**WHAT IS NEEDED**
Repeat word for word the opening stretch of the entries, from the first line through the line containing "pixel 1231 268".

########################################

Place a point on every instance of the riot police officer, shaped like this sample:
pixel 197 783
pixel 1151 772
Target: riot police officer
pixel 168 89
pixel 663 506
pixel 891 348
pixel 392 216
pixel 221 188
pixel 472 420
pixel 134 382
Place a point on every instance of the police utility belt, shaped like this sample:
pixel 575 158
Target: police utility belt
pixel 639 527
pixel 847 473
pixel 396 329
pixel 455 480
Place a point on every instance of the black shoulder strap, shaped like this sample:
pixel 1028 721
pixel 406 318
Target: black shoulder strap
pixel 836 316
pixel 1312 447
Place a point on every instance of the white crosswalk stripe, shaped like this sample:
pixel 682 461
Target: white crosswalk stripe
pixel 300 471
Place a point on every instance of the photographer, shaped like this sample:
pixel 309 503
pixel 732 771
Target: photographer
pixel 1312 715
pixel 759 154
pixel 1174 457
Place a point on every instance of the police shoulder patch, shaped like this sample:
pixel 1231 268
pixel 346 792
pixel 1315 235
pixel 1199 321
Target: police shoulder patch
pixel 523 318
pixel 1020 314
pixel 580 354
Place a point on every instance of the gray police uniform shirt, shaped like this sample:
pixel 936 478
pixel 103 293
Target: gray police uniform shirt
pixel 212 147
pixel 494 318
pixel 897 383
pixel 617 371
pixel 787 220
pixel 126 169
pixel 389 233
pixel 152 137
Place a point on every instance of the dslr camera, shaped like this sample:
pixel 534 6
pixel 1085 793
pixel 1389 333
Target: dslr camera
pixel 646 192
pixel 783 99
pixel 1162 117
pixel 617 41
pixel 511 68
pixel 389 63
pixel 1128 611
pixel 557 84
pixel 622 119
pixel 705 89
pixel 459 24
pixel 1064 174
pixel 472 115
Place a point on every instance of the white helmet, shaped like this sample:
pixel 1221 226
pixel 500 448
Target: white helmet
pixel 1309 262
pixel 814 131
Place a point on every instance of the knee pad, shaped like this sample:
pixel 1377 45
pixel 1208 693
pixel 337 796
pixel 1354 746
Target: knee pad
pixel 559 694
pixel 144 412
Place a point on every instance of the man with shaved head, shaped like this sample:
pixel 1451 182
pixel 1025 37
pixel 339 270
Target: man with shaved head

########################################

**RESULT OF THE TASK**
Place a point on every instance of the riot police officer, shaped like this sample:
pixel 197 783
pixel 1151 772
Target: riot police officer
pixel 168 89
pixel 663 506
pixel 891 348
pixel 392 216
pixel 221 188
pixel 472 420
pixel 134 382
Place a point on every instance of the police utility belt, shaped like this sample:
pixel 575 158
Target: police utility belt
pixel 639 527
pixel 847 473
pixel 396 329
pixel 455 480
Place a point on every instance of the black shoulder strap, shaped like this sample:
pixel 1028 721
pixel 406 318
Target: black shoulder strap
pixel 836 316
pixel 1312 447
Place a point on every instance of the white crosswalk stripe, shaped like this sample:
pixel 682 461
Target: white crosswalk stripe
pixel 300 471
Place a point on every instance of the photographer, shaped like this sample:
pixel 309 503
pixel 732 771
Target: photographer
pixel 1312 715
pixel 759 154
pixel 1174 457
Place a point on every instance of the police shoulder patch, shaped like this sample:
pixel 1231 268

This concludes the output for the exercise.